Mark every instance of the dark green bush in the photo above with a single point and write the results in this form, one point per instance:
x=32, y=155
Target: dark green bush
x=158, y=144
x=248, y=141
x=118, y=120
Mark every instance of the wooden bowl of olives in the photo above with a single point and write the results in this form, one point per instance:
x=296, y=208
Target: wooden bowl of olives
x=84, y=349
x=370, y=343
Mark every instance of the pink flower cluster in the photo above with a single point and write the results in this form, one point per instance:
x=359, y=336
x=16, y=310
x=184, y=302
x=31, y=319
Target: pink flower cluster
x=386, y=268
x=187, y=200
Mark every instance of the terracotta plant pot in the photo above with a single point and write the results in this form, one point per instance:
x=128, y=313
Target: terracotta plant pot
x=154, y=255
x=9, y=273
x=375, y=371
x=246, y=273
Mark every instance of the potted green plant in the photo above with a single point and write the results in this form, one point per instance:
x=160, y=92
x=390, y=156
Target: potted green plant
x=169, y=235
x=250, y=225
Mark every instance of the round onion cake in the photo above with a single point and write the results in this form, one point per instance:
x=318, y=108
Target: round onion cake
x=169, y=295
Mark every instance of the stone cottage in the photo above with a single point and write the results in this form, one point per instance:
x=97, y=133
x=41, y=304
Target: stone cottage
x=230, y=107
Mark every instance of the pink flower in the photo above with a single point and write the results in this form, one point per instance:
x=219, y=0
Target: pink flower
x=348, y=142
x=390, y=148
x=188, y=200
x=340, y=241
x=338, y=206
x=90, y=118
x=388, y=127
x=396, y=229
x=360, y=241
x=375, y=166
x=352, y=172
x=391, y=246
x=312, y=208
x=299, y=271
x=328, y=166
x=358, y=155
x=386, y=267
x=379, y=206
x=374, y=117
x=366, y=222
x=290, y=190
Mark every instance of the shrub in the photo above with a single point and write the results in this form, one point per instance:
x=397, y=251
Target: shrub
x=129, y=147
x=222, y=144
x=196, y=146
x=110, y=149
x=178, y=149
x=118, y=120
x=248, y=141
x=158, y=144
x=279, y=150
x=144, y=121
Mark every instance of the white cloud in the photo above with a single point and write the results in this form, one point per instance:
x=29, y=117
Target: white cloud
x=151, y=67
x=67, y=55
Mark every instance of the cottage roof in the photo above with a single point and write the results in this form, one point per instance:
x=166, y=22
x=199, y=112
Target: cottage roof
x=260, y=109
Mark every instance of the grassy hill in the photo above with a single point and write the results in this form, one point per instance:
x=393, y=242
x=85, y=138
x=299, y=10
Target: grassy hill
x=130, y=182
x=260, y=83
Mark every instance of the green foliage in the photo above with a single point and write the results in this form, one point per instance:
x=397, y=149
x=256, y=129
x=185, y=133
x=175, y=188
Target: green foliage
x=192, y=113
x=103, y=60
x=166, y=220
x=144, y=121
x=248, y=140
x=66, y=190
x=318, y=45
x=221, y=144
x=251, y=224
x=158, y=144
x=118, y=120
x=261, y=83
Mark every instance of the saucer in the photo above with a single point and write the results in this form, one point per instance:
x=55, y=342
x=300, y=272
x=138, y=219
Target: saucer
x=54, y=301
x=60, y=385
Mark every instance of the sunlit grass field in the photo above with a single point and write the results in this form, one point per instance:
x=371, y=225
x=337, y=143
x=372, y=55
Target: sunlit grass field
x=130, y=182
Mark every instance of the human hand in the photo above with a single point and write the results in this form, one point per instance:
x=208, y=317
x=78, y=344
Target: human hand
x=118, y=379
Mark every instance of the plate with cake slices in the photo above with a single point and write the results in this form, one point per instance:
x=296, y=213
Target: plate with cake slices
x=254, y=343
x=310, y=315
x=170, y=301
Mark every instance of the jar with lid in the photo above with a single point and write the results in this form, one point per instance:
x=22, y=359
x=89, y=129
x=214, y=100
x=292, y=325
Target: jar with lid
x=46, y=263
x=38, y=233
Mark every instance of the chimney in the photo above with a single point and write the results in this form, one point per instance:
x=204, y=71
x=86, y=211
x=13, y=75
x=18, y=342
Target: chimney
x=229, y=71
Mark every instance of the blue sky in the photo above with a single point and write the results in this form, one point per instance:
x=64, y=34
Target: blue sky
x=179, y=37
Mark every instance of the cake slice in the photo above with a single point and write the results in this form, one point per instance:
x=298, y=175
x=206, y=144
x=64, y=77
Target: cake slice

┄┄┄┄┄┄

▸ Task to complete
Locate "x=78, y=344" in the material, then quote the line that contains it and all lines after it through the final one.

▸ Answer below
x=78, y=344
Target: human hand
x=118, y=379
Mark every instance of the plate with cake slices in the photo above with a single point and write the results in this form, one point per instance:
x=296, y=213
Target: plate with cake slices
x=254, y=343
x=310, y=315
x=170, y=301
Mark every instance of the jar with lid in the photo above with a single point and write the results in this form, one point per instance:
x=22, y=359
x=89, y=129
x=214, y=100
x=292, y=325
Target: jar with lid
x=46, y=263
x=38, y=233
Mark every instance of the chimney in the photo above with a single point and write the results in this form, one point per instance:
x=204, y=71
x=86, y=211
x=13, y=75
x=18, y=342
Target: chimney
x=229, y=71
Mark every instance of the blue sky in the photo above with a single point and write the results in this form, one point per instance:
x=64, y=34
Target: blue sky
x=179, y=37
Mark every instance of the cake slice in the photo above with a single point and write the results in this form, one point per instance:
x=298, y=175
x=206, y=144
x=64, y=77
Target: cake slice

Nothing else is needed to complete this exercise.